#### CHECK YOUR UNDERSTANDING
**a)** Decide whether each statement below agrees with the passage on words and the world. Answer yes or no for each and quote the words of the text that decide it. (i) Wittgenstein held that thoughts are "logical pictures" of what happens in the world. (ii) The text holds that words can change the state in which we exist. (iii) The text says that knowledge is created by words and limited by their use.
**b)** According to the passage on words and the world, on what ground did Wittgenstein conclude that the limit of language is the limit of the world? Respond in one to three sentences.
**c)** From the passage on words and the world, set down the stretch from "The world is" through "create our world.".

#### EXCERPT TO READ
*****

HAMLET: Words, words, words...
Ludwig Wittgenstein said that thoughts are “logical pictures” of what happens in the world. Thoughts are projected or shared using “propositions” and propositions make up language. He then claimed that the logic of language and the use of words provide the scaffold on which we construct our world; it follows that the limit of language is the limit of the world.
The world is a wonderfully complex,
profound, mundane, magical, exhilarating, tragic, funny place. If we believe
Wittgenstein, it is the power of words that create our world.
Just pause and consider that; the words we use in everyday thought and
conversation have the power to create
the "Universe" as we know it. Words limit the experiences we can report to
ourselves and others and therefore knowledge, which is based on reporting what
we experience of the world, is created by words and limited by the use of
words.
Words are immensely powerful and such power is readily available to us all; we
can change our world by changing the words we use. For example, when my
Parkinson’s diagnosis came and knocked me down I could of said, “My life is
over now, I can’t do anything and I’m disabled and useless”. Using such words creates a world in which you are useless and
disabled and can’t do anything. Words set the limit to your world. However,
when I was diagnosed I was determined not to succumb to the disease and I've tried
to live alongside it; this is the world I live in because I created it using
specific words.
Of course words can’t change the state in
which we exist (i.e. our thrownness which can include susceptibility to
Parkinson’s) but they are crucial in determining our reaction to the world and
our thrownness within it; it is in this reaction that our "world" is created.

*****

#### DATA FOR REVIEW
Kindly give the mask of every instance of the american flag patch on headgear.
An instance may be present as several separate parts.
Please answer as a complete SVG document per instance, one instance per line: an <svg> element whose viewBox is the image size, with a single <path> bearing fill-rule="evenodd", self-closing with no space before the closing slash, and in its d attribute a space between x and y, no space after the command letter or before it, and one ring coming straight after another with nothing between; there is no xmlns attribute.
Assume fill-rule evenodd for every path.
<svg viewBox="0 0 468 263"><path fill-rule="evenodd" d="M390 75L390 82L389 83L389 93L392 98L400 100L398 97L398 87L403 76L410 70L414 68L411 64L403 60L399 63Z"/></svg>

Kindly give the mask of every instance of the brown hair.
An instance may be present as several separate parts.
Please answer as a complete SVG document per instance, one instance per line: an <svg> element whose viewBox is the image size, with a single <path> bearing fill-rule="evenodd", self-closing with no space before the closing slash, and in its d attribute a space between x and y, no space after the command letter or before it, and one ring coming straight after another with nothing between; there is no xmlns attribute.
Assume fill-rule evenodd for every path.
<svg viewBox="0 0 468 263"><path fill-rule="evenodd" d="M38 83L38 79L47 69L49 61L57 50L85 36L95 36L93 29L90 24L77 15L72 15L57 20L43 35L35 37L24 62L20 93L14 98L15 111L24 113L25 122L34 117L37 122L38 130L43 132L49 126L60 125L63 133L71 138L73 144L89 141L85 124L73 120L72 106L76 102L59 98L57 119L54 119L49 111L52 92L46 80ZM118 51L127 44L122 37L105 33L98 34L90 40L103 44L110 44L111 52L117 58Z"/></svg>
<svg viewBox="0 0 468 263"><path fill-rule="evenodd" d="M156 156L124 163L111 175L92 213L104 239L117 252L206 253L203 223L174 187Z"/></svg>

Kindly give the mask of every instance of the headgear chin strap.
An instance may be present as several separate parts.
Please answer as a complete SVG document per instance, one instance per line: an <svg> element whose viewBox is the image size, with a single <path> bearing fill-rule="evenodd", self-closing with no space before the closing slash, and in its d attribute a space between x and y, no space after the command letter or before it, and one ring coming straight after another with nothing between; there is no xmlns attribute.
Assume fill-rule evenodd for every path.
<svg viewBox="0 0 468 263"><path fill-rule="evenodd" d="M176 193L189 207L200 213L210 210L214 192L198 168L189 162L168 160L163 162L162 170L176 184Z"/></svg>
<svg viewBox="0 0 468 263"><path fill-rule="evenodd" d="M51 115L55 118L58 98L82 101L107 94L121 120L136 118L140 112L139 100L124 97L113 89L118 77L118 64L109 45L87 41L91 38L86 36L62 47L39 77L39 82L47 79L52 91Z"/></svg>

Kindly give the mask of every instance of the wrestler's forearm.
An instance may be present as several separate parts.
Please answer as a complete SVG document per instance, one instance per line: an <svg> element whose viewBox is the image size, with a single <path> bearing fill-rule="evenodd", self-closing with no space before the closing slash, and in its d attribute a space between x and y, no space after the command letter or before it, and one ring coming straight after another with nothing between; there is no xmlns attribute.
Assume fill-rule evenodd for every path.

*****

#### SOLUTIONS TO THE EXERCISE
**a)**
(i) Yes: "Ludwig Wittgenstein said that thoughts are “logical pictures” of what happens in the world."
(ii) No: "Of course words can’t change the state in which we exist"
(iii) Yes: "knowledge, which is based on reporting what we experience of the world, is created by words and limited by the use of words."

**b)** Wittgenstein claimed that the logic of language and the use of words provide the scaffold on which we construct our world. From this it follows that the limit of language is the limit of the world.

**c)**
The world is a wonderfully complex,
profound, mundane, magical, exhilarating, tragic, funny place. If we believe
Wittgenstein, it is the power of words that create our world.